Records shown |
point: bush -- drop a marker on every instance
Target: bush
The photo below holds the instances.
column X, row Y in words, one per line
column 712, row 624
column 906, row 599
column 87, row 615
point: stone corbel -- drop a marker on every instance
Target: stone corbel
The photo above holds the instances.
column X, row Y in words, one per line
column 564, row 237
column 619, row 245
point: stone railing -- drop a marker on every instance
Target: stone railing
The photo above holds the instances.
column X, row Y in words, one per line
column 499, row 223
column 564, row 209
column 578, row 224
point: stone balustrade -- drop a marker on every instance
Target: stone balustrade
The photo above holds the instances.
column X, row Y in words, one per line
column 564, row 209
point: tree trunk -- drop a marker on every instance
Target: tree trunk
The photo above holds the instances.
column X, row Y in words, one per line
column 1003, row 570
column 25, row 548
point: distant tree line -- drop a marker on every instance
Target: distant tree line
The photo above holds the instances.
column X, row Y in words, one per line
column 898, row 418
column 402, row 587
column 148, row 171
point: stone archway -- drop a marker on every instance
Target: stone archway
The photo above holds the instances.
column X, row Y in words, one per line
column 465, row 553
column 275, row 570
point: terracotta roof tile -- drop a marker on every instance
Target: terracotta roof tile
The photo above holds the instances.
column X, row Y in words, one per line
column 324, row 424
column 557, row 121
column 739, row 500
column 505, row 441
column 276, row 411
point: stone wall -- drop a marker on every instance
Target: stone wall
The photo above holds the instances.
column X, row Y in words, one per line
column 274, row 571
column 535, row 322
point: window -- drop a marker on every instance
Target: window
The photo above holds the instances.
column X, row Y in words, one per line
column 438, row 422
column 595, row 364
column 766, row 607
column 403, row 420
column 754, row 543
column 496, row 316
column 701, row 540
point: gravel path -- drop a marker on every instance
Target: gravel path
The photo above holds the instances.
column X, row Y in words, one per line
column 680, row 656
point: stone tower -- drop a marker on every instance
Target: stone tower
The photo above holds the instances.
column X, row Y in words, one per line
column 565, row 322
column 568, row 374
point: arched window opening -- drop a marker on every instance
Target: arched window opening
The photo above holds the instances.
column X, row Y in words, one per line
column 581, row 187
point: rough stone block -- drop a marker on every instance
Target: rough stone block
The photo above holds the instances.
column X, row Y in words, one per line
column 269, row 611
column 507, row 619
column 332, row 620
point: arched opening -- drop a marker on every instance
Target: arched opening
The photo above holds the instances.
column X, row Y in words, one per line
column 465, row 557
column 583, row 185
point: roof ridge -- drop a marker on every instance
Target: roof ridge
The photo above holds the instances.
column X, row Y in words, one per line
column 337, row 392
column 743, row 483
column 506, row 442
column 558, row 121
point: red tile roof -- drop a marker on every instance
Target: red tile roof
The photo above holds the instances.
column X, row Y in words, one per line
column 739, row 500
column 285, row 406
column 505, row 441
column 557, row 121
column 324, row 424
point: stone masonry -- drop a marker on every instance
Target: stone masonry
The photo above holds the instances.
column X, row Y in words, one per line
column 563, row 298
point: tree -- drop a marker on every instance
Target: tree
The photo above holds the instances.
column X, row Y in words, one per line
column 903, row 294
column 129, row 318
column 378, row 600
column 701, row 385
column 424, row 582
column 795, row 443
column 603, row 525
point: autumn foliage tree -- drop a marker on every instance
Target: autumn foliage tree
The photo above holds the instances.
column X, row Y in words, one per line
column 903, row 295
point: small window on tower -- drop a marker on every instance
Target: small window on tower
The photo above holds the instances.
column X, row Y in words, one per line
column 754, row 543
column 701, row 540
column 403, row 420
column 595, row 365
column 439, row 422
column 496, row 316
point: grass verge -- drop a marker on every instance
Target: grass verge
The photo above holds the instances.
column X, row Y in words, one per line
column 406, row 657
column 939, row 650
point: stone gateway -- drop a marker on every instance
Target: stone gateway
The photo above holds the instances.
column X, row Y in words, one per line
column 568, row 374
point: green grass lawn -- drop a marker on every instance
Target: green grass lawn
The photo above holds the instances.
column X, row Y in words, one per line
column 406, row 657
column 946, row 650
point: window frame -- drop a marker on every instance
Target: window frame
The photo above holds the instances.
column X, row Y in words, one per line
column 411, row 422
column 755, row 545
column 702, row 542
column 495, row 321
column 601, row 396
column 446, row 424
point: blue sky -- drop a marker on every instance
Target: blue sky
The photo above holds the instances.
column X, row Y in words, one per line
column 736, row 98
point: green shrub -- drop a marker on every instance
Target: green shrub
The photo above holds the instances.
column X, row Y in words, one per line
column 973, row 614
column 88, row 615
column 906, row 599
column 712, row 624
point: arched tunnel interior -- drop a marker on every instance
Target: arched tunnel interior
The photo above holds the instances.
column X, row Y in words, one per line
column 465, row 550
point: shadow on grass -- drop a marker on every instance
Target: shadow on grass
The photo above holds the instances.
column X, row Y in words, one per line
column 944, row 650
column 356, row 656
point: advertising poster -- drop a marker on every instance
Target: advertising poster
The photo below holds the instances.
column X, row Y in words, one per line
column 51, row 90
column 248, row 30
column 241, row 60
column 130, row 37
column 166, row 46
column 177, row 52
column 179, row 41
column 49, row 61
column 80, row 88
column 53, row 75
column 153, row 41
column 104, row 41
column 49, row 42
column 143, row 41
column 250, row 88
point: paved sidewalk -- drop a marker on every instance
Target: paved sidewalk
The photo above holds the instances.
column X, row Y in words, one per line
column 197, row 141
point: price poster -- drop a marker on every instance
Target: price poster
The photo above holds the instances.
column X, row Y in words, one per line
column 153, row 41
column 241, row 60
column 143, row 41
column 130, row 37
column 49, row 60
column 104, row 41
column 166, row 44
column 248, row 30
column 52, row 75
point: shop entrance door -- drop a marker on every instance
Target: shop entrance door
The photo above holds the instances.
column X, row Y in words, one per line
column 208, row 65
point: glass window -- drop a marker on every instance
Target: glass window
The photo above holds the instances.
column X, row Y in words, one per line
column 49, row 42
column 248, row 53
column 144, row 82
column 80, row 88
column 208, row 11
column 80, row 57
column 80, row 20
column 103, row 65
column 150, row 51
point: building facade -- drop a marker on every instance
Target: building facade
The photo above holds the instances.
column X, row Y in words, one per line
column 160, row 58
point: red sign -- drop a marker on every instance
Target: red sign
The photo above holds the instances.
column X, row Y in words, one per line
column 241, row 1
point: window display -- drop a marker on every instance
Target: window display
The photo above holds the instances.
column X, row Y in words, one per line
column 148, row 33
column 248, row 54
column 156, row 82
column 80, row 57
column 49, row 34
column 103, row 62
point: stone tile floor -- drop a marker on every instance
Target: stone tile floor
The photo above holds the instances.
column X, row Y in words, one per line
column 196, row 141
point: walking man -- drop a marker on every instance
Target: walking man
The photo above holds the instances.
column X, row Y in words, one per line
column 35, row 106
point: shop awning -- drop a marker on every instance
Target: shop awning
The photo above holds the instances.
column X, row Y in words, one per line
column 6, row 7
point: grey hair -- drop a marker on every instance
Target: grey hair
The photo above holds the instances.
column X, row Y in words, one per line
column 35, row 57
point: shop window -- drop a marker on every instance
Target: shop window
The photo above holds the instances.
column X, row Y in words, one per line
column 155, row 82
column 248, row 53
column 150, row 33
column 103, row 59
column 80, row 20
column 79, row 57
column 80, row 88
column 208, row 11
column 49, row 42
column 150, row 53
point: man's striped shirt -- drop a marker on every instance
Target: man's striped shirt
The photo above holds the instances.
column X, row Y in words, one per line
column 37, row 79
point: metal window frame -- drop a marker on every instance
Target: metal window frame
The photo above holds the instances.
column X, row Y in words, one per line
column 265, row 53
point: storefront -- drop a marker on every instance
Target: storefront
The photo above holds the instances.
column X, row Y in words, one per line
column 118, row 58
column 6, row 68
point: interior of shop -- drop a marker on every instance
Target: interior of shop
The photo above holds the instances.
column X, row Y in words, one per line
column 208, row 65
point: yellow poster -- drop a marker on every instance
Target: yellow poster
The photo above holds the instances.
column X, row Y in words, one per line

What the exercise asks |
Copy out, word for word, every line of the entries between the line holding "point: window display" and the line holding "column 150, row 53", inclusive.

Answer for this exercise |
point: window display -- drop a marker on every instance
Target: window display
The photo above holds the instances.
column X, row Y in words, one per line
column 148, row 33
column 248, row 54
column 156, row 82
column 80, row 57
column 49, row 34
column 103, row 62
point: stone tile floor -- drop a marker on every instance
Target: stone tile floor
The photo above holds the instances.
column X, row Y in words, one per line
column 196, row 141
point: walking man -- drop a marker on every instance
Target: walking man
The photo above holds the instances.
column X, row Y in words, one per line
column 35, row 106
point: shop awning -- drop a marker on every instance
Target: shop awning
The photo above holds the instances.
column X, row Y in words, one per line
column 6, row 7
point: grey hair -- drop a marker on every instance
Target: grey hair
The photo above holds the instances.
column X, row Y in words, one per line
column 35, row 57
point: shop window -- drop a marker on every instance
Target: shop window
The photo above holds the instances.
column X, row Y in words, one per line
column 155, row 82
column 248, row 53
column 150, row 33
column 103, row 59
column 80, row 20
column 79, row 57
column 80, row 88
column 208, row 11
column 49, row 42
column 150, row 53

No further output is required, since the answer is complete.